◆ **Complete the following**:
a: Retype the C macro thread word for word, starting with "Here's a version" and going on through "whole other subject.".
b: Extend the C macro thread, picking up after its final sentence.

I can't show the time in output.Even when i typed true (Y or y)

Question

#include <stdio.h>
#include <stdlib.h>

#define timeteller(choose) (choose == 'Y' || choose == 'y') ? __TIME__ :"ok we dont show time now .."

int main (){
    int choose1;
    printf("do u want to learn time ?...\n");
    scanf(" %c",&choose1);

    if (timeteller(choose1) ){
        printf("%s",timeteller(choose1));
    }
    else {
        printf("%s",timeteller(choose1));
    }
    
    return 0;
}

Answer 1

Here's a version that works and is a bit cleaner:

• Macro name in full caps; common C code convention.
• Let macro only check the user input.
• Put macro parameter between ( ): (choose). Not needed here but it's a common convention to avoid issues with more complex expressions as argument.
• Nice code formatting.
• Printing newline to get nice program output.

BTW, it would probably have been better to use a function, instead of a macro. But that's a whole other subject.

The reason why it didn't work with int choose1; is that after you define it, choose1 contains 'random' bytes from the stack. Then your scanf() writes only one of these bytes to the entered character value, but the remaining bytes still contain stack garbage.

◆ **Records**:

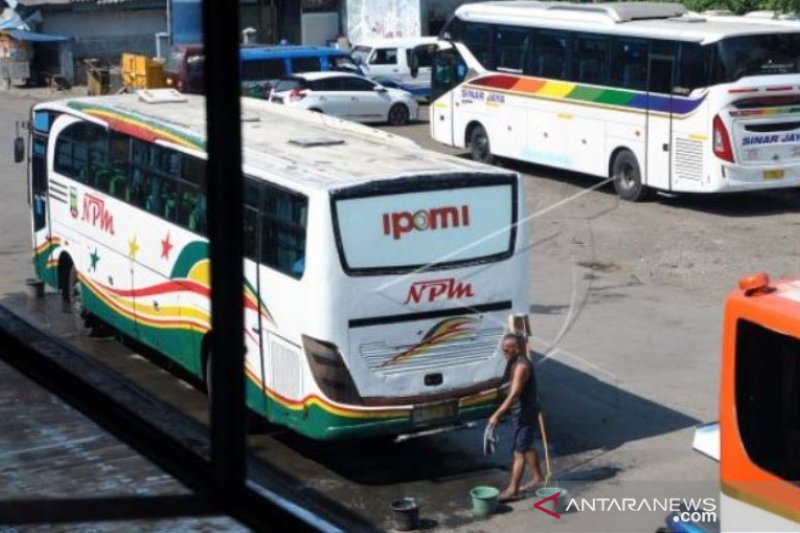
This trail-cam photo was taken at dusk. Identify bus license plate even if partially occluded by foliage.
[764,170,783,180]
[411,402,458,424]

==

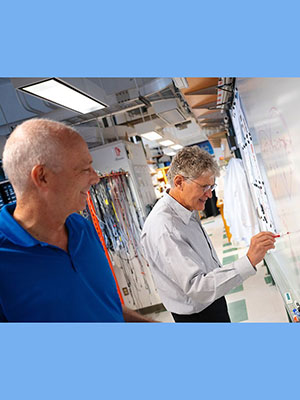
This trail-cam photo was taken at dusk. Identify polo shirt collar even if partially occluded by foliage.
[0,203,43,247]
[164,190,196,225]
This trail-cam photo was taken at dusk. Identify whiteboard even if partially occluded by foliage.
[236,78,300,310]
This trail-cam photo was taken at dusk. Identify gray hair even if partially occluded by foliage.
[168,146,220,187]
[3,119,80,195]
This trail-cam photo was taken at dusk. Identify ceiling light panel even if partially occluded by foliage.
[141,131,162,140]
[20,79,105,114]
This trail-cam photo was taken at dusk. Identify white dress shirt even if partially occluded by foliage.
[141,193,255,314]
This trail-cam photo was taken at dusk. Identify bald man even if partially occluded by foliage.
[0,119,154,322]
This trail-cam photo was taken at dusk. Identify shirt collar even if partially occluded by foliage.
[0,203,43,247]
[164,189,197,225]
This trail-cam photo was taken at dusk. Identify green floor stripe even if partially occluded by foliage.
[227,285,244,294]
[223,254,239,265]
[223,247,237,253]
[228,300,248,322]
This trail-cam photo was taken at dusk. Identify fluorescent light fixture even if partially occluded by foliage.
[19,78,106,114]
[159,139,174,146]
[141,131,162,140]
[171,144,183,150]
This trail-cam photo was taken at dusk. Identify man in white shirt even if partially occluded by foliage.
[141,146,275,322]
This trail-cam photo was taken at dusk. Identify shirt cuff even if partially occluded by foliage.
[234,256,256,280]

* * *

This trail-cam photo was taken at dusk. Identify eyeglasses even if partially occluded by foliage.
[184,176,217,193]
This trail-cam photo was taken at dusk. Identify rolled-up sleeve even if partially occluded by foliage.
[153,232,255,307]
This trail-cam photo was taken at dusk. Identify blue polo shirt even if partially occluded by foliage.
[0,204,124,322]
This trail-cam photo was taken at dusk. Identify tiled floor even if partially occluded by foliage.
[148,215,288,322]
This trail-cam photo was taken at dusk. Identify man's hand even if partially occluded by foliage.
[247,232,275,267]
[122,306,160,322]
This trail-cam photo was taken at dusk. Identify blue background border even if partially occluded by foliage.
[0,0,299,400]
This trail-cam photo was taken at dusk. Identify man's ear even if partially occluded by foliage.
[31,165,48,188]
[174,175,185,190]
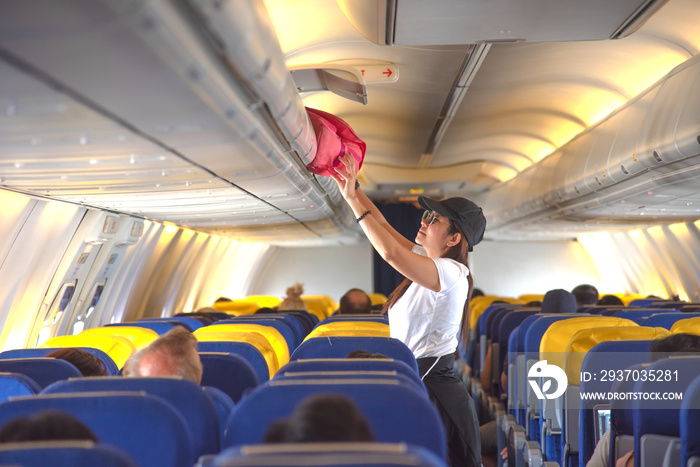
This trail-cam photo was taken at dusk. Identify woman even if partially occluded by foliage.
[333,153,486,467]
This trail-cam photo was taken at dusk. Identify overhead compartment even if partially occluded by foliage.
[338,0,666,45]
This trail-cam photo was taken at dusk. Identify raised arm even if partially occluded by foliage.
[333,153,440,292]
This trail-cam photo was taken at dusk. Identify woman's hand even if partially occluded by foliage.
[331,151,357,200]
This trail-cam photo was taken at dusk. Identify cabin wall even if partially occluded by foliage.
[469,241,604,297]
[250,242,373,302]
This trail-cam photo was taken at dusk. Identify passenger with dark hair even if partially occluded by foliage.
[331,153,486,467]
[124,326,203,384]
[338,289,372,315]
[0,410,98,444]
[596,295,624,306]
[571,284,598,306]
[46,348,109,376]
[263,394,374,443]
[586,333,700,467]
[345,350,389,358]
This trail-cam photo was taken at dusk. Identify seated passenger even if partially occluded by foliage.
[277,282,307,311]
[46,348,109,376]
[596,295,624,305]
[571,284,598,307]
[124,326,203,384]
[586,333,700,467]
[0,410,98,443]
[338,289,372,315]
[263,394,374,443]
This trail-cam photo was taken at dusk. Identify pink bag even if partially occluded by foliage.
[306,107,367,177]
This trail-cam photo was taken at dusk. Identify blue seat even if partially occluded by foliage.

◆ **Task answers**:
a:
Here's a version that works and is a bit cleaner:

• Macro name in full caps; common C code convention.
• Let macro only check the user input.
• Put macro parameter between ( ): (choose). Not needed here but it's a common convention to avoid issues with more complex expressions as argument.
• Nice code formatting.
• Printing newline to get nice program output.

BTW, it would probably have been better to use a function, instead of a macro. But that's a whole other subject.

b:
Just add printf("%d\n", choose1); before and after your scanf() and you'll see.

Because of this, in official terms your program results in 'undefined behaviour'. Your program could have worked if choose1 coincidently got the value 0 from the stack or if your compiler/platform was friendly and initialized it to 0.

    #include <stdio.h>
    #include <stdlib.h>

    #define IS_Y(choose) ((choose) == 'Y' || (choose) == 'y')

    int main()
    {
        char choose;

        printf("do u want to learn time ?...\n");
        scanf(" %c", &choose);

        if (IS_Y(choose))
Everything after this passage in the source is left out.